- TASK OBJECTIVE
Look at the data below and print exactly the lines from its first line through the line with "box: [0, 0, 1020, 562]"; the pictures stay out of the copy.

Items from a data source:
____________________

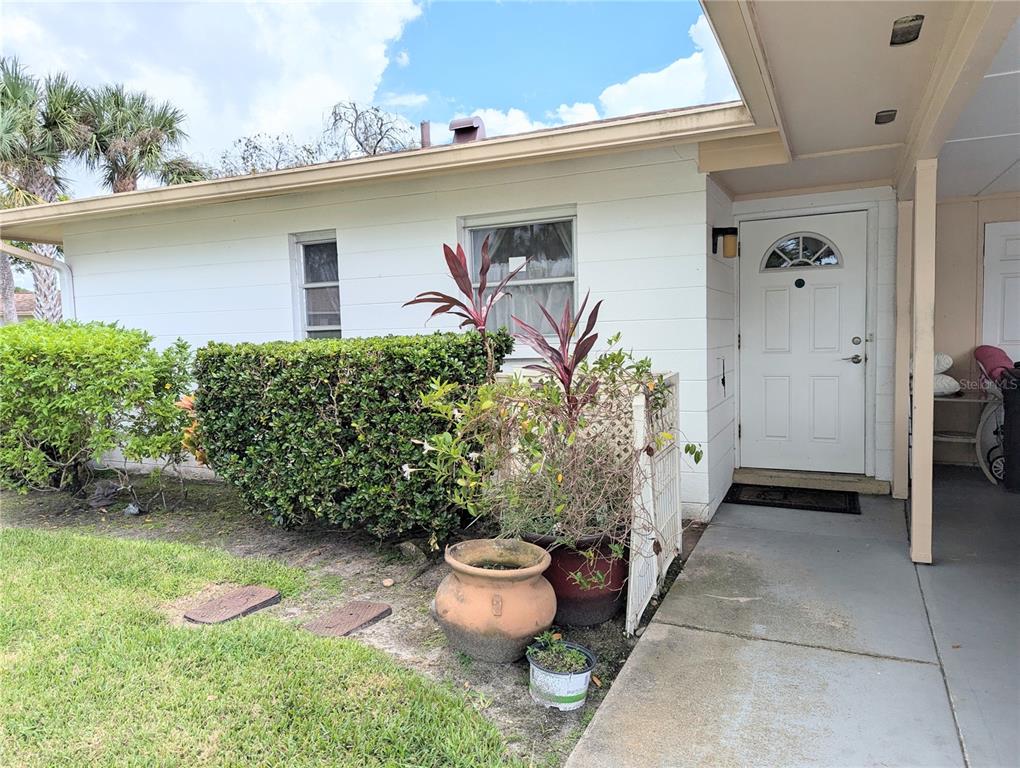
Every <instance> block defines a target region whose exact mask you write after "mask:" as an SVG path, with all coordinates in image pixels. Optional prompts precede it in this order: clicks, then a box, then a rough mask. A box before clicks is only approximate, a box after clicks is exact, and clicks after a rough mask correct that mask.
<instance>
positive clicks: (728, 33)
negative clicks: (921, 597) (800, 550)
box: [0, 0, 1020, 562]
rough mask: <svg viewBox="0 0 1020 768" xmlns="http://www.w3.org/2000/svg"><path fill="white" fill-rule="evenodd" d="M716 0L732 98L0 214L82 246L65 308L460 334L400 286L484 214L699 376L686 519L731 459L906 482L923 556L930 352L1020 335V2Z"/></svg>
mask: <svg viewBox="0 0 1020 768" xmlns="http://www.w3.org/2000/svg"><path fill="white" fill-rule="evenodd" d="M705 5H706V12H707V15H708V17H709V18H710V20H711V23H712V25H713V29H714V30H715V32H716V35H717V36H718V38H719V41H720V44H721V46H722V48H723V50H724V52H725V54H726V57H727V60H728V62H729V64H730V67H731V70H732V73H733V76H734V81H735V82H736V84H737V86H738V89H739V92H741V94H742V96H743V100H742V101H739V102H733V103H727V104H714V105H708V106H700V107H696V108H691V109H679V110H670V111H664V112H656V113H651V114H641V115H633V116H628V117H623V118H614V119H608V120H601V121H598V122H591V123H584V124H577V125H570V126H566V127H559V129H552V130H548V131H541V132H535V133H531V134H524V135H518V136H510V137H503V138H497V139H488V140H479V141H473V142H467V143H463V144H454V145H450V146H441V147H429V148H425V149H421V150H416V151H411V152H402V153H396V154H391V155H384V156H377V157H371V158H362V159H355V160H349V161H343V162H338V163H329V164H323V165H316V166H309V167H303V168H295V169H290V170H283V171H276V172H271V173H264V174H259V175H253V176H246V177H237V178H225V180H217V181H212V182H203V183H198V184H192V185H185V186H181V187H171V188H164V189H157V190H147V191H140V192H134V193H126V194H121V195H116V196H106V197H99V198H90V199H84V200H74V201H69V202H63V203H55V204H51V205H45V206H35V207H31V208H24V209H18V210H11V211H3V212H0V227H2V235H3V237H4V238H6V239H12V240H20V241H35V242H45V243H59V244H61V245H62V246H63V250H64V253H65V257H66V268H65V276H64V279H65V284H67V285H65V287H64V297H65V306H66V307H67V314H69V315H73V316H75V317H78V318H79V319H82V320H106V321H113V320H116V321H119V322H121V323H122V324H125V325H130V326H135V327H141V328H145V329H147V330H149V331H150V332H152V334H153V335H154V336H155V337H156V339H157V341H158V342H160V343H163V344H165V343H168V342H170V341H172V340H173V339H175V338H177V337H182V338H184V339H185V340H187V341H189V342H190V343H192V344H193V345H201V344H204V343H205V342H207V341H209V340H216V341H223V342H241V341H252V342H260V341H268V340H277V339H301V338H304V337H307V336H323V335H329V336H331V335H343V336H368V335H380V334H413V332H420V331H422V330H426V329H431V328H433V327H441V326H442V323H440V322H433V323H432V324H430V325H428V326H426V324H425V318H426V316H427V314H428V308H425V307H410V308H403V307H402V306H401V305H402V304H403V303H404V302H405V301H407V300H408V299H409V298H411V297H412V296H414V295H415V294H416V293H418V292H420V291H423V290H429V289H440V288H445V287H447V286H445V285H444V280H446V279H448V278H447V277H446V276H445V268H444V262H443V258H442V252H441V245H442V244H443V243H452V242H454V241H459V242H461V243H463V244H464V245H465V248H469V249H471V250H472V251H474V250H476V248H477V246H478V244H479V243H480V240H481V238H482V237H484V236H486V235H494V237H495V239H496V240H498V241H500V242H501V243H502V244H503V245H502V248H503V249H504V255H502V256H501V255H500V253H499V251H500V248H501V247H500V246H497V248H496V253H497V255H496V261H497V268H504V267H503V266H502V265H504V264H506V258H507V256H506V254H507V253H509V252H510V248H511V246H510V245H508V244H510V243H511V241H513V242H514V243H515V244H516V245H514V246H513V248H514V250H513V253H512V254H511V255H518V254H519V253H520V252H521V250H520V249H524V250H525V251H526V249H527V245H526V244H527V243H539V242H541V243H542V244H543V245H542V253H543V254H544V255H543V256H542V257H541V258H538V259H535V261H534V262H533V264H532V266H529V267H528V271H527V273H526V278H525V279H523V280H520V285H519V286H518V287H517V289H516V290H515V296H514V299H513V301H514V302H517V303H518V306H523V305H522V304H520V303H521V302H524V301H525V300H526V299H530V298H540V299H542V300H543V301H546V302H549V303H551V304H552V305H554V306H555V305H557V304H560V303H562V302H563V300H564V299H565V298H566V297H570V296H573V297H579V296H582V295H583V294H584V293H585V292H588V291H591V292H592V294H593V296H595V297H597V298H599V299H602V300H604V302H605V303H604V308H603V312H602V315H601V318H600V331H601V332H602V334H603V335H604V336H608V335H610V334H612V332H615V331H617V330H619V331H621V332H622V337H623V342H624V344H625V346H628V347H631V348H633V349H634V351H635V352H637V353H640V354H647V355H649V356H651V357H652V358H653V360H654V362H655V365H656V367H657V368H658V369H661V370H674V371H677V372H678V373H679V374H680V378H681V381H682V385H681V390H680V403H681V406H680V407H681V411H682V416H681V426H682V428H683V430H684V432H685V436H686V438H687V439H690V440H692V441H697V442H699V443H701V444H703V446H704V447H705V458H704V460H703V461H702V463H701V464H699V465H697V466H695V465H691V466H687V467H686V468H685V473H684V478H683V496H684V501H685V510H686V512H687V514H688V515H691V514H692V513H693V514H694V515H695V516H700V517H702V518H706V519H707V518H708V517H710V516H711V515H712V513H713V511H714V510H715V508H716V507H717V506H718V505H719V503H720V502H721V500H722V498H723V496H724V495H725V493H726V491H727V489H728V488H729V485H730V483H731V481H732V479H733V476H734V469H735V468H755V469H768V470H777V471H778V470H782V471H788V472H795V473H796V472H801V473H803V472H813V473H821V475H822V476H831V477H835V478H837V479H843V480H848V479H849V480H850V481H852V482H858V483H862V484H861V487H862V488H864V487H867V488H869V489H870V490H872V491H878V492H884V493H889V492H891V493H892V494H894V495H895V496H898V497H900V498H906V497H907V496H908V494H910V496H911V517H912V534H913V535H912V556H913V557H914V559H915V560H917V561H919V562H930V560H931V480H930V477H931V464H932V460H933V457H932V452H933V449H932V446H933V422H934V416H933V404H932V392H931V382H930V381H929V380H928V379H927V377H918V379H917V380H916V383H915V386H914V389H913V393H911V389H910V376H909V371H910V368H911V364H913V366H914V367H915V368H916V369H917V370H928V369H930V368H931V366H932V355H933V352H934V349H935V346H936V342H942V341H945V342H946V344H947V345H949V346H950V347H951V349H948V350H947V351H949V352H951V353H953V354H955V355H956V356H957V362H958V365H959V366H960V368H959V369H958V370H957V373H958V374H960V375H966V373H967V370H968V369H969V366H970V356H969V353H970V351H971V350H972V348H973V347H974V346H975V345H976V344H978V343H982V341H983V343H988V344H997V343H998V344H1000V345H1003V344H1006V343H1009V342H1010V340H1020V327H1018V324H1020V314H1018V313H1017V311H1016V307H1017V306H1020V276H1018V275H1017V273H1016V256H1017V254H1018V253H1020V251H1017V250H1016V249H1017V248H1018V247H1020V223H1016V222H1020V103H1018V102H1020V32H1018V27H1017V21H1016V19H1017V12H1018V7H1020V6H1018V5H1017V4H1015V3H1007V2H996V3H986V2H970V1H960V2H899V1H898V2H890V3H852V2H835V3H822V2H811V3H775V2H758V1H752V0H741V1H739V2H722V1H721V0H708V1H707V2H706V3H705ZM918 15H921V16H923V18H920V19H919V18H917V16H918ZM916 32H919V37H918V38H917V39H916V40H910V37H911V35H912V34H913V33H916ZM903 41H906V42H903ZM894 110H895V113H894ZM943 216H947V217H950V219H951V220H952V221H953V222H954V225H953V226H952V227H951V229H949V231H945V232H943V231H942V229H941V228H939V224H938V222H940V221H942V220H945V219H943ZM992 221H1013V222H1015V223H1013V224H1007V226H1006V227H1005V228H1003V227H1000V229H1001V231H1002V233H1003V235H1002V236H1001V237H1000V236H999V235H997V236H996V237H994V238H988V239H985V237H984V228H983V227H984V226H985V225H986V224H987V223H989V222H992ZM1010 227H1012V228H1010ZM729 228H733V234H737V233H738V240H739V258H727V257H726V256H725V251H726V249H727V247H728V246H729V245H730V244H731V243H730V242H728V241H727V239H726V234H727V233H726V232H719V231H720V229H723V231H725V229H729ZM1000 229H996V232H997V233H999V232H1000ZM943 242H945V243H950V242H951V243H952V244H953V245H952V252H951V253H950V252H949V251H943V249H942V246H941V244H942V243H943ZM936 250H937V251H938V255H937V257H936ZM501 258H502V259H503V260H502V261H501ZM936 258H937V261H936ZM985 260H988V263H993V264H994V268H996V269H997V270H999V271H997V272H996V274H998V275H999V277H998V278H997V279H996V280H992V281H990V283H989V281H985V283H984V284H983V286H982V283H981V275H982V274H984V267H983V264H984V263H985ZM1011 270H1012V271H1011ZM936 279H937V283H936ZM1004 287H1005V288H1004ZM936 297H937V301H936ZM943 300H945V303H943ZM1004 308H1005V309H1004ZM508 309H509V308H508ZM936 309H937V310H938V315H937V316H936ZM943 309H945V310H946V312H947V314H943ZM1006 310H1008V311H1006ZM982 312H984V313H985V314H987V316H988V318H989V319H988V320H987V321H984V319H983V317H982ZM997 318H998V319H997ZM939 334H941V338H939ZM911 410H912V412H913V427H912V428H913V432H912V438H911V436H910V433H909V429H910V428H911V427H910V426H909V421H910V420H909V419H908V415H909V413H910V411H911ZM910 440H912V445H913V451H912V453H911V452H910V450H909V445H910V443H909V441H910ZM908 469H909V470H910V471H909V473H908ZM804 476H806V477H817V476H818V475H804Z"/></svg>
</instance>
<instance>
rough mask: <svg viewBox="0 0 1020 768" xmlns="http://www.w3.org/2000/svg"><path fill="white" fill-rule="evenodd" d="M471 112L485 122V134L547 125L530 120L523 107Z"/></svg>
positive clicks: (527, 130)
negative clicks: (509, 108)
mask: <svg viewBox="0 0 1020 768" xmlns="http://www.w3.org/2000/svg"><path fill="white" fill-rule="evenodd" d="M471 114H473V115H475V116H477V117H480V118H481V121H482V122H483V123H486V136H505V135H507V134H524V133H527V132H528V131H540V130H542V129H546V127H549V123H546V122H542V121H540V120H532V119H531V118H530V117H529V116H528V114H527V112H525V111H524V110H523V109H517V108H516V107H511V108H510V109H507V110H506V111H504V110H502V109H476V110H474V111H473V112H472V113H471ZM466 116H467V115H466V114H463V113H461V114H456V115H454V117H455V118H456V117H466Z"/></svg>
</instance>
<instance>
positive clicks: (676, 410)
mask: <svg viewBox="0 0 1020 768" xmlns="http://www.w3.org/2000/svg"><path fill="white" fill-rule="evenodd" d="M664 379H665V387H666V389H667V392H668V394H669V396H668V398H666V405H665V407H664V408H662V409H661V410H660V411H658V412H657V413H654V414H651V418H649V417H648V413H647V410H646V400H645V396H644V395H640V396H637V397H635V398H634V400H633V406H632V413H633V422H632V423H633V427H632V429H633V430H632V436H633V447H634V449H635V450H639V451H640V450H641V448H642V447H644V446H646V445H649V444H652V445H655V443H656V441H655V436H657V434H661V433H664V432H665V433H669V434H671V436H673V439H672V440H669V441H667V442H666V443H665V444H664V445H662V446H661V447H660V448H659V450H658V451H656V452H655V453H654V454H653V455H652V456H649V455H648V454H647V453H641V454H640V458H639V461H640V462H641V467H640V471H639V488H637V489H635V498H634V522H633V527H632V530H631V533H630V572H629V577H628V581H627V616H626V631H627V634H633V632H634V630H635V629H636V628H637V624H639V622H640V621H641V616H642V614H643V613H644V612H645V609H646V608H647V607H648V604H649V602H650V601H651V600H652V598H653V597H655V595H656V593H658V592H659V590H660V587H661V586H662V581H663V579H664V578H665V577H666V571H667V570H668V569H669V566H670V564H671V563H672V562H673V558H675V557H676V556H677V555H678V554H679V553H680V548H681V535H682V519H681V518H682V515H681V501H680V449H679V447H678V445H677V436H678V433H679V423H678V421H679V410H680V409H679V376H678V375H677V374H676V373H669V374H667V375H665V376H664Z"/></svg>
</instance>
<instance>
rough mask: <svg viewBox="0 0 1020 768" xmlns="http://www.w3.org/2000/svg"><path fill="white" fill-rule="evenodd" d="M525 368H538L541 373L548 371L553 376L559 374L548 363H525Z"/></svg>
mask: <svg viewBox="0 0 1020 768" xmlns="http://www.w3.org/2000/svg"><path fill="white" fill-rule="evenodd" d="M524 370H537V371H539V372H541V373H548V374H549V375H551V376H555V375H557V373H556V371H555V370H553V369H552V368H550V367H549V366H548V365H540V364H538V363H531V364H530V365H525V366H524Z"/></svg>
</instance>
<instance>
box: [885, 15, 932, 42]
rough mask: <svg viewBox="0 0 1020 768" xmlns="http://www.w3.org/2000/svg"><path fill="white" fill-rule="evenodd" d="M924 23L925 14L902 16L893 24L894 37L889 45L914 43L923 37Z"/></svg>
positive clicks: (892, 33) (892, 38)
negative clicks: (910, 15) (916, 40)
mask: <svg viewBox="0 0 1020 768" xmlns="http://www.w3.org/2000/svg"><path fill="white" fill-rule="evenodd" d="M923 23H924V14H923V13H915V14H913V15H911V16H902V17H900V18H898V19H897V20H896V21H894V22H892V36H891V37H890V38H889V45H907V44H908V43H913V42H914V41H915V40H917V39H918V38H919V37H921V24H923Z"/></svg>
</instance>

____________________

- ANSWER SECTION
Every <instance> block defines a target region whose exact mask you write after "mask:" as an SVG path, with all coordinates in image pixels. Optional prompts precede it in this order: clicks, then a box, then a rough mask. A box before clicks is only approximate, a box after clicks is exact, and clicks after a rough mask correct that mask.
<instance>
positive clicks: (728, 33)
negative clicks: (921, 597) (800, 550)
box: [0, 0, 1020, 562]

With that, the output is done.